--- start DATA FOR THE TASK ---

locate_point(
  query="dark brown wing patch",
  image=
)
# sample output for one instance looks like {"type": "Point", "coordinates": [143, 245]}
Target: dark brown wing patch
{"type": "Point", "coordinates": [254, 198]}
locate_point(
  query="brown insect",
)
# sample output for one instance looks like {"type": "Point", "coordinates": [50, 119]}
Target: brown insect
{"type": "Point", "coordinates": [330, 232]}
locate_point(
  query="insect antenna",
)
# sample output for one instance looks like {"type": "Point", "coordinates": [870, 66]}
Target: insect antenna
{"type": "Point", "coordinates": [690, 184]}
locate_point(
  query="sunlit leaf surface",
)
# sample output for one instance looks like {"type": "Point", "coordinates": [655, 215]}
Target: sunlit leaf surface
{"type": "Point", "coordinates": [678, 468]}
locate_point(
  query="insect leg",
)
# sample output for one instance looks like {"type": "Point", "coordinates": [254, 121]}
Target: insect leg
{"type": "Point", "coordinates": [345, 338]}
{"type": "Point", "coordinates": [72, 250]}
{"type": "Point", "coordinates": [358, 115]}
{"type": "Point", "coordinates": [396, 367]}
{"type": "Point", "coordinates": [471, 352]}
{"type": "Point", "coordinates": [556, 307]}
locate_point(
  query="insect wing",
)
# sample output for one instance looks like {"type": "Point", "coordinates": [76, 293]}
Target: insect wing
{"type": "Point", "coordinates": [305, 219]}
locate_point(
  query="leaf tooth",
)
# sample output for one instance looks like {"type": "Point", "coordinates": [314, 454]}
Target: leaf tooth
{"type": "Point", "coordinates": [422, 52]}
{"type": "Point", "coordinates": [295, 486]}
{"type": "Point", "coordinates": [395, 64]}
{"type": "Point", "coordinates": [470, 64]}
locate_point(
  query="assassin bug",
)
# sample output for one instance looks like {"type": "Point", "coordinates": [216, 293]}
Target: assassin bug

--- end DATA FOR THE TASK ---

[SHORT EXERCISE]: All of the entries above must be quoted exactly.

[FINAL RESULT]:
locate_point(
  query="dark brown wing patch",
  image=
)
# sample output for one instance looks like {"type": "Point", "coordinates": [143, 245]}
Target: dark brown wing patch
{"type": "Point", "coordinates": [254, 198]}
locate_point(
  query="brown insect",
)
# sample output for one instance looks like {"type": "Point", "coordinates": [50, 119]}
Target: brown insect
{"type": "Point", "coordinates": [330, 232]}
locate_point(
  query="insect antenna",
)
# sample output for one instance looks like {"type": "Point", "coordinates": [870, 66]}
Target: insect antenna
{"type": "Point", "coordinates": [690, 184]}
locate_point(
  query="sunlit leaf surface",
)
# sample output for one instance looks like {"type": "Point", "coordinates": [655, 215]}
Target: sunlit leaf surface
{"type": "Point", "coordinates": [678, 468]}
locate_point(
  query="insect leg",
)
# sample output for one instance looks like {"type": "Point", "coordinates": [254, 121]}
Target: insect leg
{"type": "Point", "coordinates": [345, 338]}
{"type": "Point", "coordinates": [72, 250]}
{"type": "Point", "coordinates": [358, 115]}
{"type": "Point", "coordinates": [396, 367]}
{"type": "Point", "coordinates": [471, 352]}
{"type": "Point", "coordinates": [556, 307]}
locate_point(
  query="insect wing",
)
# sample output for one instance looks like {"type": "Point", "coordinates": [76, 293]}
Target: insect wing
{"type": "Point", "coordinates": [305, 219]}
locate_point(
  query="leaf tooth",
)
# sample output for one instance looks like {"type": "Point", "coordinates": [314, 454]}
Target: leaf tooth
{"type": "Point", "coordinates": [422, 52]}
{"type": "Point", "coordinates": [295, 486]}
{"type": "Point", "coordinates": [395, 64]}
{"type": "Point", "coordinates": [470, 64]}
locate_point(
  query="assassin bug",
)
# sample output for one instance looks like {"type": "Point", "coordinates": [216, 293]}
Target: assassin bug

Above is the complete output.